### [Work request]
Your answer must hold only the lines below from the line containing "Target: wedding dress train" through the line containing "Target: man's black dress shoe", each reproduced exactly.

[Image point grounding data]
<<<<

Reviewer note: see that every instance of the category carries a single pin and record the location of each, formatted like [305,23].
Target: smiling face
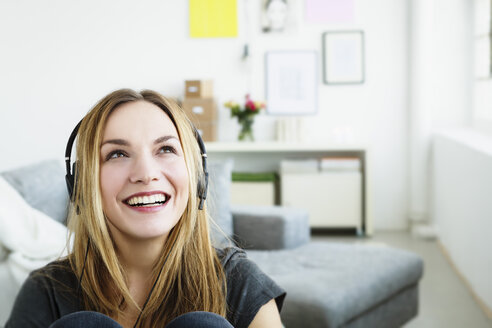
[143,175]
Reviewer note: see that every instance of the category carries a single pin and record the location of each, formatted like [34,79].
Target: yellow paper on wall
[213,18]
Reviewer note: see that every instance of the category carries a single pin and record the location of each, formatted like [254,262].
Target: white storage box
[252,193]
[333,199]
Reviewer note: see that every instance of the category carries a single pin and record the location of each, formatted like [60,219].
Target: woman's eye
[115,154]
[167,149]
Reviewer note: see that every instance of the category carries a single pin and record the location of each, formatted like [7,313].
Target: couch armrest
[270,227]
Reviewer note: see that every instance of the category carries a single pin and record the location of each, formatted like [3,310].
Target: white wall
[441,85]
[59,57]
[462,185]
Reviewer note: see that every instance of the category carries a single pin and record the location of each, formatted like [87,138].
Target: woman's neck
[139,256]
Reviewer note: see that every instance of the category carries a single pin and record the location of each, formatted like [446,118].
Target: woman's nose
[145,170]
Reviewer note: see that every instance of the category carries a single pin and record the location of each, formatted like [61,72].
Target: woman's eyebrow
[120,142]
[164,138]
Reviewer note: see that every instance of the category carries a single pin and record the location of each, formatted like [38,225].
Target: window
[482,33]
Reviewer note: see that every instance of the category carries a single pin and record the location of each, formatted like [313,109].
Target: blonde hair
[193,278]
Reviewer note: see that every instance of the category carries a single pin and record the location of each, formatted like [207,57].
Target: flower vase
[246,132]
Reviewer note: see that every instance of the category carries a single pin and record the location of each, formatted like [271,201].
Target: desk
[266,157]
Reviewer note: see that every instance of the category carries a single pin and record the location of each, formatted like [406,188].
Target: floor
[444,299]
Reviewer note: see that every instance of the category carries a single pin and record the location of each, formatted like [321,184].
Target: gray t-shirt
[50,292]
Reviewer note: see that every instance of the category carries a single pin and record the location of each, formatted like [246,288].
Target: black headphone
[71,176]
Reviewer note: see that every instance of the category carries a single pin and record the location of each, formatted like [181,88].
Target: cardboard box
[207,130]
[199,89]
[200,109]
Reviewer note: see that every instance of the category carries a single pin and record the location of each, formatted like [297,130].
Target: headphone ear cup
[70,179]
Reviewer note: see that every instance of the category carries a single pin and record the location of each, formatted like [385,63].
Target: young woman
[141,254]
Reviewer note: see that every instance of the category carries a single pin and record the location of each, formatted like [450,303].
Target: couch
[328,284]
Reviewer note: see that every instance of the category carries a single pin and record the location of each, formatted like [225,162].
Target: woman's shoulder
[230,255]
[248,287]
[56,273]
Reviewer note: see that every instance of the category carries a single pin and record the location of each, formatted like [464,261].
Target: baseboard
[480,302]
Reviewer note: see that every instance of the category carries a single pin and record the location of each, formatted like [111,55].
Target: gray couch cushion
[218,201]
[43,187]
[334,283]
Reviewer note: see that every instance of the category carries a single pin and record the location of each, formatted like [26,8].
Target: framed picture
[291,82]
[343,57]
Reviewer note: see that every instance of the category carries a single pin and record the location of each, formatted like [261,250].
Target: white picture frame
[343,57]
[291,80]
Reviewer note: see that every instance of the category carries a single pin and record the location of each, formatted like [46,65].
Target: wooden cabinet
[334,199]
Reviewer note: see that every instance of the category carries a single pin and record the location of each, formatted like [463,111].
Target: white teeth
[147,200]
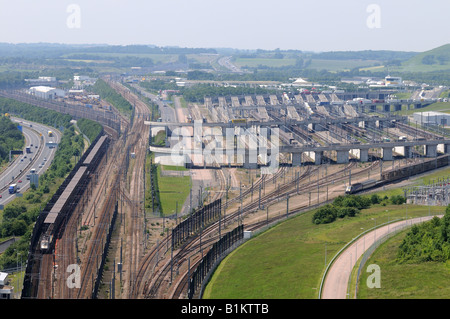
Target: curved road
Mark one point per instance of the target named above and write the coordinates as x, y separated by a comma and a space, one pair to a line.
336, 281
39, 158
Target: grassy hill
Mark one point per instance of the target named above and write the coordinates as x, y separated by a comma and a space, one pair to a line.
437, 59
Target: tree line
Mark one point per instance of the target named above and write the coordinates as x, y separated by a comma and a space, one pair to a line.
429, 241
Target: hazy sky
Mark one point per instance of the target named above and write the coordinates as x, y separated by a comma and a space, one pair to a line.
323, 25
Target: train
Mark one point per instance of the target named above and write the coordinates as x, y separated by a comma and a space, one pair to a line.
398, 174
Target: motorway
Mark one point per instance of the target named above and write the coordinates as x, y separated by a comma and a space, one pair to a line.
39, 158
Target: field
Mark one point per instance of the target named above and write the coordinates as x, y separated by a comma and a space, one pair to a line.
288, 260
425, 280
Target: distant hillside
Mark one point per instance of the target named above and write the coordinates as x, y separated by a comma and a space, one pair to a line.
437, 59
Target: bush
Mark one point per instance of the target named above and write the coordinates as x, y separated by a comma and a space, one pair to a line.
429, 241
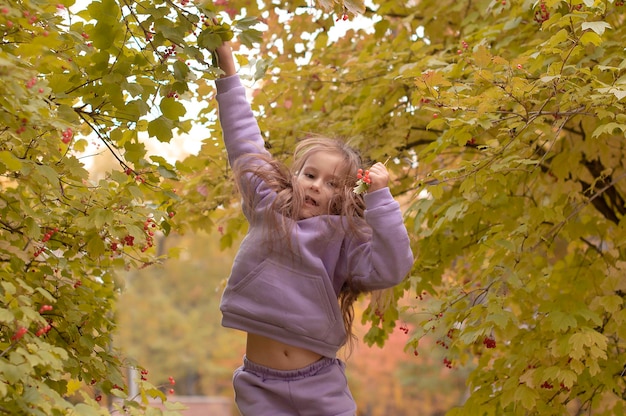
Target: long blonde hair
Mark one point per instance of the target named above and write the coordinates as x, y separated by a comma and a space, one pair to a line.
289, 201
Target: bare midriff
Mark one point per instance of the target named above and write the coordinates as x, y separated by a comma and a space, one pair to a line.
274, 354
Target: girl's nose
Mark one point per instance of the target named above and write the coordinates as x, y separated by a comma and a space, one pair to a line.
315, 185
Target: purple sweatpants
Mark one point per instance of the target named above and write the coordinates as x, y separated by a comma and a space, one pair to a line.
321, 389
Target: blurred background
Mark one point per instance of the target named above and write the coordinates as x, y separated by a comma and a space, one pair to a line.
169, 320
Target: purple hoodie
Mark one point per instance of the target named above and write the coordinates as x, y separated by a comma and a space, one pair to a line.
290, 294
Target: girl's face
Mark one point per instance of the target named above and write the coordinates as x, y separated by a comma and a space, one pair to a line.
320, 180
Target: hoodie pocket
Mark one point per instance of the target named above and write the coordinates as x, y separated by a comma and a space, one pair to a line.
302, 303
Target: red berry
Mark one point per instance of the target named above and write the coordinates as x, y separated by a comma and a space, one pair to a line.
19, 334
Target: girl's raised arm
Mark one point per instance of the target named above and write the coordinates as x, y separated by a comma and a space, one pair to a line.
225, 60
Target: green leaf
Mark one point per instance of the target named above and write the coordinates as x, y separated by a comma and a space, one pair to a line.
526, 396
161, 128
9, 160
608, 128
172, 109
590, 38
597, 27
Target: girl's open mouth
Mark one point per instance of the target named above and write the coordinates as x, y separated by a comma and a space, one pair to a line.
310, 201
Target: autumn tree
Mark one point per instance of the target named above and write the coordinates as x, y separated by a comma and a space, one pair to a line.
78, 79
503, 122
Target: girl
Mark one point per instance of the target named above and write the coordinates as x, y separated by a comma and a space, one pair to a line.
312, 247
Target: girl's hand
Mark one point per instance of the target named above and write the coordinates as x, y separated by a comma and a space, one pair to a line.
225, 60
379, 177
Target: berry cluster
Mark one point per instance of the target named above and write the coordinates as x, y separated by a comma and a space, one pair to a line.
489, 342
19, 334
47, 236
363, 181
542, 14
21, 129
171, 51
547, 385
45, 308
147, 227
67, 135
464, 45
43, 330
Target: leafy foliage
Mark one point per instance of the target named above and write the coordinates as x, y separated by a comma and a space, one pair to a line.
101, 78
504, 122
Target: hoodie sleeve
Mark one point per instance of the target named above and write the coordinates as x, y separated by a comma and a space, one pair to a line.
385, 258
242, 135
243, 140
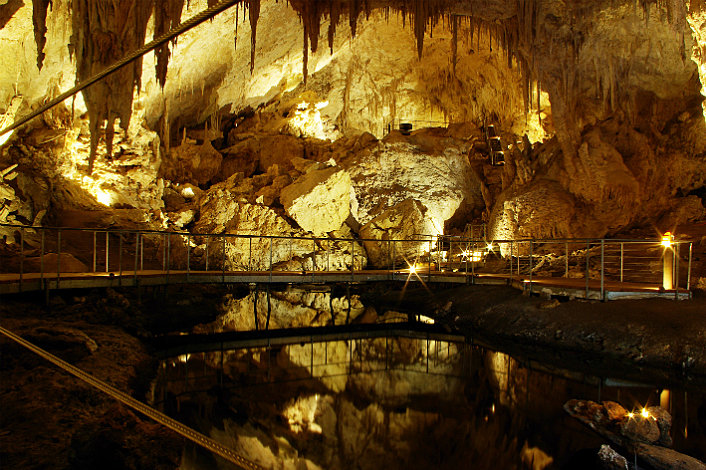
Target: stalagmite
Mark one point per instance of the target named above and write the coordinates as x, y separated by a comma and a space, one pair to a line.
39, 18
254, 14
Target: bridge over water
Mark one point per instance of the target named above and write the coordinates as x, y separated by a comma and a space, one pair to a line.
601, 269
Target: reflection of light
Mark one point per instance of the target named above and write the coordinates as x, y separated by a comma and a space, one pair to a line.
667, 239
8, 119
307, 121
5, 137
104, 197
473, 256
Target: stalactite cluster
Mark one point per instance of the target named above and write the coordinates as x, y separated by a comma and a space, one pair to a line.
167, 15
104, 31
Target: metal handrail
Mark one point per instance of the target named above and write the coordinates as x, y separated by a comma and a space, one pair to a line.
438, 252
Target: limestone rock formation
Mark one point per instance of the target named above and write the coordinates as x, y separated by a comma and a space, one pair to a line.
430, 169
319, 201
192, 163
407, 221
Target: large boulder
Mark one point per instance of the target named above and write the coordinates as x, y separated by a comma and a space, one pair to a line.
319, 200
407, 221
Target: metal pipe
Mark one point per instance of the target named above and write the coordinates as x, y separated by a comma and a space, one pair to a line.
429, 273
531, 254
154, 44
603, 269
107, 250
314, 258
41, 258
271, 241
588, 250
188, 256
120, 258
22, 255
58, 258
137, 254
688, 272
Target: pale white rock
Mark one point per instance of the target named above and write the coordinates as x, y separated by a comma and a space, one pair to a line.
434, 171
319, 201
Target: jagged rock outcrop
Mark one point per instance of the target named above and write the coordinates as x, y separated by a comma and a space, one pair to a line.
427, 168
193, 163
319, 201
408, 220
258, 233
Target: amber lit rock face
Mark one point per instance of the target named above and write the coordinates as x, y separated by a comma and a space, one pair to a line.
319, 200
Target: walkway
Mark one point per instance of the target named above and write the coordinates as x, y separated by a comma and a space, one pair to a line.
599, 269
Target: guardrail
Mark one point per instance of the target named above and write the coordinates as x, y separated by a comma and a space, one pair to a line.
45, 251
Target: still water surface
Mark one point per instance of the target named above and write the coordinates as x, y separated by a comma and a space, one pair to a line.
400, 403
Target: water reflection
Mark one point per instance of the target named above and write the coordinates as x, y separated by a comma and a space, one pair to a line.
396, 403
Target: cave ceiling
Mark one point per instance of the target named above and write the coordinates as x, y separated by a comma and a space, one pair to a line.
586, 55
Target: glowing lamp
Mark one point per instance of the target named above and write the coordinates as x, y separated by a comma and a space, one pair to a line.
667, 239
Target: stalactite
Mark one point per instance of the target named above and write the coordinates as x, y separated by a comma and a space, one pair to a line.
167, 15
334, 14
305, 57
254, 15
39, 18
105, 31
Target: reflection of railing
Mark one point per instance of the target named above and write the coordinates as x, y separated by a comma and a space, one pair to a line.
313, 360
43, 256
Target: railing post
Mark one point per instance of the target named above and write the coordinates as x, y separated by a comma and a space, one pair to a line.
120, 258
512, 248
94, 251
688, 272
531, 264
107, 251
22, 255
602, 269
41, 258
58, 258
223, 276
429, 274
588, 251
314, 258
188, 256
169, 249
271, 242
676, 271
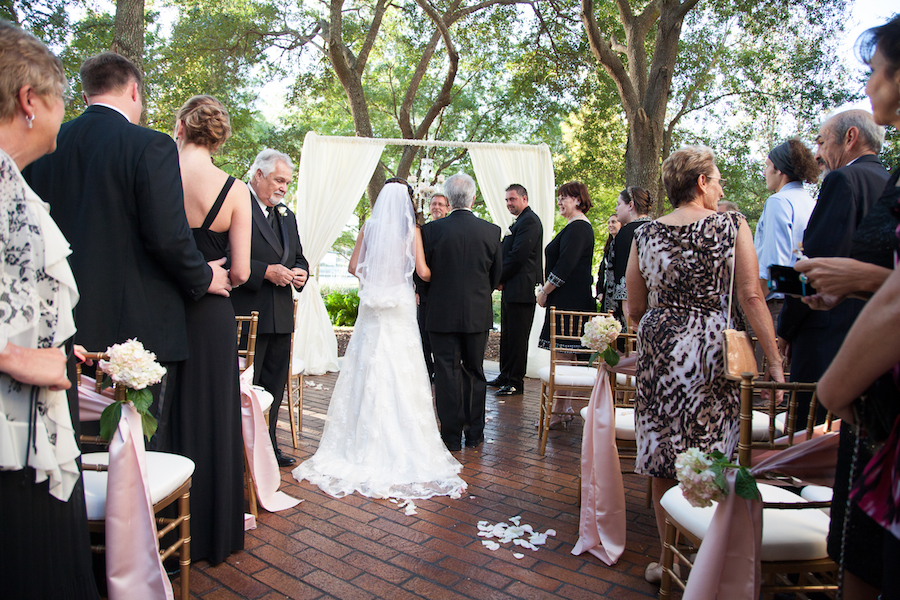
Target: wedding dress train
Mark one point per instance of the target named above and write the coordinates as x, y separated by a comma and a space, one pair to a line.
381, 437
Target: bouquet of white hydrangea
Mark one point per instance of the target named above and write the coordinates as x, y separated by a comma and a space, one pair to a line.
702, 478
132, 369
600, 333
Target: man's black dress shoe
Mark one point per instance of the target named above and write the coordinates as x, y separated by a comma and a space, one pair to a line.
283, 459
508, 390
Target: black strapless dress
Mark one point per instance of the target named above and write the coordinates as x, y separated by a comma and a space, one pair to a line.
206, 417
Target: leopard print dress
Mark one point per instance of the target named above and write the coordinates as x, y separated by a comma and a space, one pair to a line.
682, 398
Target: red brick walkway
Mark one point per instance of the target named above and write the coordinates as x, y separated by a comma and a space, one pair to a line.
356, 547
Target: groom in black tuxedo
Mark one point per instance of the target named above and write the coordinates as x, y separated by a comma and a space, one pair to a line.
464, 255
521, 272
276, 265
115, 190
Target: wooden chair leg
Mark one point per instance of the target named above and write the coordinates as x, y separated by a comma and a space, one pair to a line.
300, 403
251, 487
292, 417
665, 586
184, 554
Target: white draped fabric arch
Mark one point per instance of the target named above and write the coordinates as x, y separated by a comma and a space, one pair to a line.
333, 175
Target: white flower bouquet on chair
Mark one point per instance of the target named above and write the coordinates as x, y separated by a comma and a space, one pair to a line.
132, 369
600, 333
702, 478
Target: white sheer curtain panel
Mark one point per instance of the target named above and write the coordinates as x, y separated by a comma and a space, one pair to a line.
333, 175
497, 166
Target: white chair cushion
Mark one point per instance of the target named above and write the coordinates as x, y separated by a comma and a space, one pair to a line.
625, 424
297, 367
787, 534
264, 397
622, 379
166, 472
760, 424
571, 375
818, 493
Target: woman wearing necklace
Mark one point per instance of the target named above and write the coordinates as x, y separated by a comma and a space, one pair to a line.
632, 209
568, 261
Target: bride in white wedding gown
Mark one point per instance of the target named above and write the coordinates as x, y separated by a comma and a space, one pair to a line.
381, 437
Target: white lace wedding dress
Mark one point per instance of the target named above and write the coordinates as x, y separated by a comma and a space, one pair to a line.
381, 437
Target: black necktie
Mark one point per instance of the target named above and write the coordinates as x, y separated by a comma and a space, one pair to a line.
273, 221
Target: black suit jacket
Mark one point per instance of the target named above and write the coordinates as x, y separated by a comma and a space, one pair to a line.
846, 196
522, 258
274, 303
465, 258
115, 190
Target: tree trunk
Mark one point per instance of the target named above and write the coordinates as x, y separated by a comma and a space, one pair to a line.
128, 36
643, 90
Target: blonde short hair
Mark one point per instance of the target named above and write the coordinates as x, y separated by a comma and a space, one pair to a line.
25, 60
682, 169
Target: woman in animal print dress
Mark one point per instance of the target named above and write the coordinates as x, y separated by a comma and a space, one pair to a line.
678, 280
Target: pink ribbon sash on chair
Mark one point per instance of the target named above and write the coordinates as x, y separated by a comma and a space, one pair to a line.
133, 566
601, 527
260, 454
728, 563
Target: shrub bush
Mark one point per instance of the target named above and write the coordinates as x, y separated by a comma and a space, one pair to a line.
342, 306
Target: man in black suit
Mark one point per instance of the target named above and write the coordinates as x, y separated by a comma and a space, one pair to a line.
521, 272
464, 254
276, 265
115, 190
438, 207
848, 146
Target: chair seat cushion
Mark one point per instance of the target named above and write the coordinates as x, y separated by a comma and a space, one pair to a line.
166, 472
624, 422
264, 397
787, 534
760, 425
571, 375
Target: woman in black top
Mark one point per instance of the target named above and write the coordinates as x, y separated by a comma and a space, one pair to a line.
632, 210
568, 259
612, 226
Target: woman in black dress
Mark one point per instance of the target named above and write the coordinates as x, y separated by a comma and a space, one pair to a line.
870, 553
605, 270
632, 209
206, 419
568, 259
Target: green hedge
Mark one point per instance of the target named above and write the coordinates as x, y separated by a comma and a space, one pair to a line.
342, 305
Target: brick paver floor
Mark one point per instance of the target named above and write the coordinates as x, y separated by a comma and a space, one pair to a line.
359, 548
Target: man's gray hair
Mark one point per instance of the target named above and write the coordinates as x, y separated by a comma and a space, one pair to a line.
265, 162
871, 134
460, 191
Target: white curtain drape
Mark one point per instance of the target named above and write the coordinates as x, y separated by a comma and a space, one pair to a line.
497, 166
333, 175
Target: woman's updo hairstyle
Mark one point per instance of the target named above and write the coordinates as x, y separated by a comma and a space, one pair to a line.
577, 190
206, 122
643, 201
682, 170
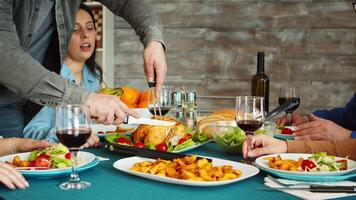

>>>>

### [Task answer]
Target: wedding dress train
Mark one point per instance of the target named above and write the coordinates as x, y separated by a comma and a space, one pair to a line.
381, 437
Target: bouquet of white hydrangea
Mark one point per instance of the target named above and write the coordinates as x, y separated by a comma and a space, one pair to a line.
702, 478
132, 369
600, 333
Target: man's black dress shoe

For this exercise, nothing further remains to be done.